● **READING TEXT**
+===+
IVI system sandboxing: The next frontier for in-vehicle upgrades
April 01, 2014
With the rapid advancement of mobile, cloud, and embedded technologies, it may surprise most that In-Vehicle Infotainment (IVI) systems are typically...
Primarily, the bloated IVI development lifecycle can be linked to two factors: driver safety and vehicle longevity. Although most people associate IVI systems with just navigation and entertainment, these systems also interact with many critical vehicle safety components such as driver assistance, engine control, and vehicle sensors. This means that all IVI systems must go through significant testing, evaluation, security, and certification processes. In addition, vehicle manufacturers need to ensure that an IVI system will remain operational for the duration of a vehicle’s 10-15 year lifespan.
Unfortunately, even the sleekest of vehicles on the market today are equipped with IVI systems that contain old software and unattractive user interfaces. Furthermore, consumers do not currently have the option to upgrade their IVI systems through new software rollouts or third-party applications. And while some people do trade in their vehicles every two-to-three years, for most of us purchasing a car is a long-term investment. According to automobile information analysis firm R.L. Polk & Co., the average age of automobiles in the U.S. is rising. Assuming this trend continues, many consumers will be stuck with an outdated IVI system for the next nine-to-ten years.
+===+
● **SOURCE DATA**

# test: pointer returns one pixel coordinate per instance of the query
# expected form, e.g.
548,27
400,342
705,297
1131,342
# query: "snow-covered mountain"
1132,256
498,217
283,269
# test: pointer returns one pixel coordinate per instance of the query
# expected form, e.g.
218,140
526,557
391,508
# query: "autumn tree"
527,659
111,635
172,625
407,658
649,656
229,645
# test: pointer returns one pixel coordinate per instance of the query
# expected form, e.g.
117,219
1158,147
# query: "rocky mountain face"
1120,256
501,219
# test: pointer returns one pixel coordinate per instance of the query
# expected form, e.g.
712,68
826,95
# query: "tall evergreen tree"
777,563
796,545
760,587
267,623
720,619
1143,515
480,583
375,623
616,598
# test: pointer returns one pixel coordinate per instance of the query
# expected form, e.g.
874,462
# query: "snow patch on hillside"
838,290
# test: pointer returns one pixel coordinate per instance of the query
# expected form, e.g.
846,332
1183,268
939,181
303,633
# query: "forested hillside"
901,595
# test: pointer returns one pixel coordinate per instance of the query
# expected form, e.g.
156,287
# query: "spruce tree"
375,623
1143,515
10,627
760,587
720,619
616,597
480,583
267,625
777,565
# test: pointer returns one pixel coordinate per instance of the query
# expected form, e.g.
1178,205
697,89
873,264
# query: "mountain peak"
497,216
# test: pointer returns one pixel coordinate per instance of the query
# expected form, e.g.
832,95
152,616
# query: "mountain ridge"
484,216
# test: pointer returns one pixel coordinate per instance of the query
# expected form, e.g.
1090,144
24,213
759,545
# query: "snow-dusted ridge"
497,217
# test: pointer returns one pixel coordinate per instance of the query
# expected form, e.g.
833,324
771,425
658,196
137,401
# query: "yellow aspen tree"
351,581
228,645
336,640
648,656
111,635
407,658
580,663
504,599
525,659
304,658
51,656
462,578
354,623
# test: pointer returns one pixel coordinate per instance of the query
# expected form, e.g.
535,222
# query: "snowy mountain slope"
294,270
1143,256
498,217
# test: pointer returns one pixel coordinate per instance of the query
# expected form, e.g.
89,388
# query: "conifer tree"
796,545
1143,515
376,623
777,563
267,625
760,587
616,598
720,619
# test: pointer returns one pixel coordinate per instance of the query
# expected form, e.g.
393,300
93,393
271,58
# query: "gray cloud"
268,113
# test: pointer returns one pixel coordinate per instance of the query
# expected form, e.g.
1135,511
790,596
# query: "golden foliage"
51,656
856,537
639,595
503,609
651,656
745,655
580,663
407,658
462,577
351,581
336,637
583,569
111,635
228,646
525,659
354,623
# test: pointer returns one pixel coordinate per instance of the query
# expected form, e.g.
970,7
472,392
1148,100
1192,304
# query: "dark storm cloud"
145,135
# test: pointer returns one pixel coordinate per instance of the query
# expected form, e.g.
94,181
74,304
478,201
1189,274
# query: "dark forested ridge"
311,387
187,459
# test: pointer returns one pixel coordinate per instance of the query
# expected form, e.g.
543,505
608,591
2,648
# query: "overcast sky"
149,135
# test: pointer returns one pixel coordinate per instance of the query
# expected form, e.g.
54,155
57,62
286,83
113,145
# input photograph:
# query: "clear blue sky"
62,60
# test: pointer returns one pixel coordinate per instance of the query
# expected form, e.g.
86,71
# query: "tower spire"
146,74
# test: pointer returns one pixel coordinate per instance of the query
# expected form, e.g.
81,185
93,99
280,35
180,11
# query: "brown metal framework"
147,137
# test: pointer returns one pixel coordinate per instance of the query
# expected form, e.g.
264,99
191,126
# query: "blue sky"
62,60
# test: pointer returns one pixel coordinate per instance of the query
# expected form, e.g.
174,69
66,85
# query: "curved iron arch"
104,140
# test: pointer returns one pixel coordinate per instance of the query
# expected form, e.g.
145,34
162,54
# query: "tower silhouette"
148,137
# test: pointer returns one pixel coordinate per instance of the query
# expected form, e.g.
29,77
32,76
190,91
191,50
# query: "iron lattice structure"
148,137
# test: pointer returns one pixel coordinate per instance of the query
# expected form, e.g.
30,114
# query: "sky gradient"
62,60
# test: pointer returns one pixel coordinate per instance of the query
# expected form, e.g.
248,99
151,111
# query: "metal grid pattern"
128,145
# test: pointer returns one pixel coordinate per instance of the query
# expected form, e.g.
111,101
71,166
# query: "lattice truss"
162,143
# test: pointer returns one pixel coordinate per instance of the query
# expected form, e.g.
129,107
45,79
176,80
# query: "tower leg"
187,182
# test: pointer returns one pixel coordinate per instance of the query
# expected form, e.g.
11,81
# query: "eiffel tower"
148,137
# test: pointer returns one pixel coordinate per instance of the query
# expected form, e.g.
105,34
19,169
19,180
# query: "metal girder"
+===+
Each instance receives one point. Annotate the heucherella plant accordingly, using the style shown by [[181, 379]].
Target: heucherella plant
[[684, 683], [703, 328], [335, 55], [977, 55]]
+===+
● **PROBLEMS TO SOLVE**
(1) Change "vehicle longevity" to "vehicle durability" in the IVI article, and give the passage that begins at the words "Primarily, the bloated" and stops after "10-15 year lifespan.".
(2) Carry on the article about IVI system sandboxing from its final sentence.
The records were taken from a separate source.

● **EXPECTED RESPONSES**
(1)
Primarily, the bloated IVI development lifecycle can be linked to two factors: driver safety and vehicle durability. Although most people associate IVI systems with just navigation and entertainment, these systems also interact with many critical vehicle safety components such as driver assistance, engine control, and vehicle sensors. This means that all IVI systems must go through significant testing, evaluation, security, and certification processes. In addition, vehicle manufacturers need to ensure that an IVI system will remain operational for the duration of a vehicle’s 10-15 year lifespan.

(2)
Customizing the car
What if IVI systems could be customized and continuously upgraded like smartphones or tablets? What if drivers could listen to music through their Pandora account, share their location via Facebook, or take a call on Skype? What if online marketplaces like iTunes and Google Play started offering IVI-specific apps? With the rising demand for consumer device customization, it’s just a matter of time before these rhetorical scenarios become the new standard.
The Android platform is especially ripe for IVI customization efforts, as it is an open source wonderland for developers. Whereas iOS remains a proprietary Apple technology, Google has opened Android up to a wide variety of uses, which is why it is currently dominating in the mobile space.
However, Android does have some major drawbacks that must be addressed before it can be utilized for IVI applications. For example, from an automotive perspective, Android has a slow boot time and does not meet the industry’s strict security and stability standards. The average boot time on an Android-based device is 40 seconds. While this is an acceptable length of time for a mobile device that rarely gets shut off, it becomes a bigger problem in a vehicle. Since most people immediately begin driving after turning on the car, a long IVI system boot time would result in drivers pulling up a map or a play list while the vehicle is in motion – further adding to distractions while driving.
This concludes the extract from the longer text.